TASK — Pictures in the records below are skipped; the rest is copied exactly.

[RECORDS TO PROCESS Boundary: Start]

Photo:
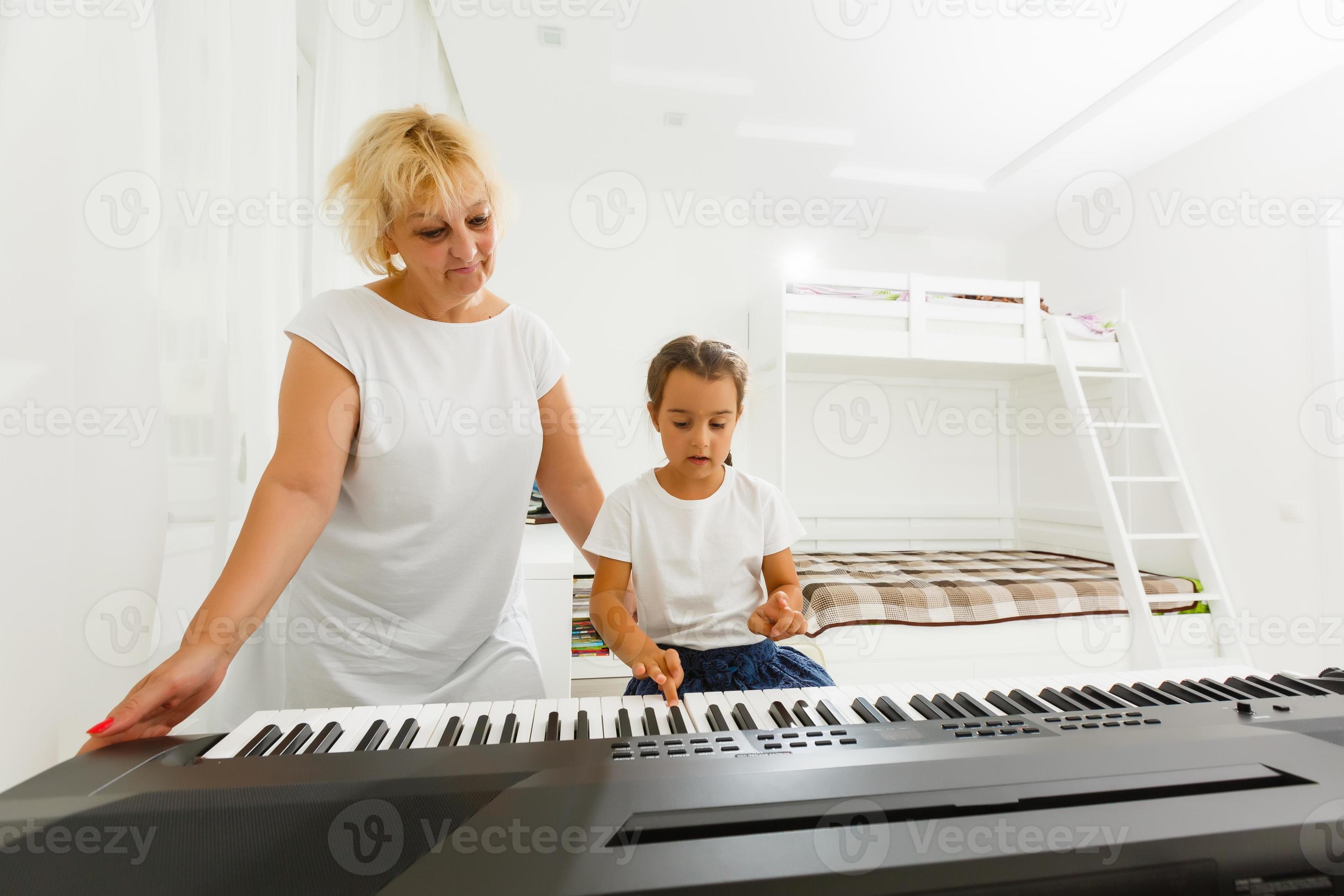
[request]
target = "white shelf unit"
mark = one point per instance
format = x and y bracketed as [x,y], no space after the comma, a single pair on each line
[929,487]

[RECORDS TO PROCESS Boundary: End]

RESPONSE TO THIS TASK —
Photo:
[request]
target = "white shelf unit"
mark = one point per instance
format = x and y bracketed as [x,y], no space after the comma, a single pair on each line
[929,487]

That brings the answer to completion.